**Dataset records:**
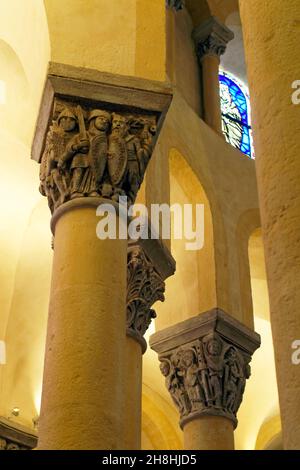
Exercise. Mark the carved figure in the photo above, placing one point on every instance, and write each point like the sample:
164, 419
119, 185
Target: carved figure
191, 380
175, 387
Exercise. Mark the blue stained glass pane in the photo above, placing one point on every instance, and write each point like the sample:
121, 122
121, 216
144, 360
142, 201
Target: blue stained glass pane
235, 115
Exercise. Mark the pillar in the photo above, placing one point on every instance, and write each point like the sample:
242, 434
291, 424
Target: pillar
211, 38
271, 39
149, 263
205, 361
94, 138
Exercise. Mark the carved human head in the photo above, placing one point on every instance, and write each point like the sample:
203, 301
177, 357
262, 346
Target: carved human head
119, 122
214, 346
231, 353
188, 358
101, 119
164, 368
67, 120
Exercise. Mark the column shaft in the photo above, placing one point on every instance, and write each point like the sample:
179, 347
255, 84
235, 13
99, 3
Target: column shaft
85, 341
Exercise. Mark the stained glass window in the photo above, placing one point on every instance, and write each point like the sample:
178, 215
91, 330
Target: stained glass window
235, 109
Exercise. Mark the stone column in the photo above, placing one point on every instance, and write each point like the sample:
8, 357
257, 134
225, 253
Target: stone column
271, 46
205, 362
149, 263
94, 138
211, 38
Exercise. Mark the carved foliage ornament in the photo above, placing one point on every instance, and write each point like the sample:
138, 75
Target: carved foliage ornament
206, 377
211, 46
94, 152
144, 288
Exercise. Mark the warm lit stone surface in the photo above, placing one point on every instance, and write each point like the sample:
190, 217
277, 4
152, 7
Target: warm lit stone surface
271, 40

**Work required:** Retype all of the data above word for word, leaving out the pictures.

**Solution for this problem:**
Exercise. Mark the carved figure in the photo above, placing one point on every instance, and write each point like the sample:
164, 419
119, 185
Target: carved figure
191, 380
175, 387
Exercise. Mark the blue stained glass pane in the photo above, placing one point on every instance, and write each point like the sample:
121, 122
121, 216
144, 360
142, 201
Target: blue stained glass pane
235, 115
Exercise. Mark the pillar in the photo above, placing one point on every instance, and write each point like the sample:
242, 434
291, 424
Target: pillar
211, 38
271, 39
149, 263
205, 361
94, 138
Exercise. Mark the carved human head in the photo above, placing one point on every instance, and write each point like the sample:
203, 301
177, 357
262, 346
Target: carved human head
119, 122
214, 346
231, 353
188, 358
101, 119
164, 368
67, 120
Exercise. Mark the column shaft in the photo above, placing one point on every instance, and write each point like the sample:
179, 347
255, 84
235, 13
99, 3
Target: column shaft
85, 341
Exercise. Mark the stained glass window in the photo above, placing one point on every instance, and write each point like the sample:
178, 215
91, 330
Target: stained glass window
235, 109
Exercise. Mark the stone column in the photo above, placing one point on every instance, and write each point like the sample:
8, 357
257, 134
225, 253
Target: stone column
271, 46
205, 362
149, 263
94, 138
211, 38
Exercise. Mark the carved foliage ornament in the photo above, placing one point on every instance, and write each point like the sample:
138, 75
Target: carved foliage ornament
206, 377
211, 46
94, 152
144, 288
Exercise. Mark the warm lit stone surface in the photo above, placing one point on every instance, and write each point like the sample:
190, 217
277, 4
152, 7
Target: warm lit stone surface
271, 40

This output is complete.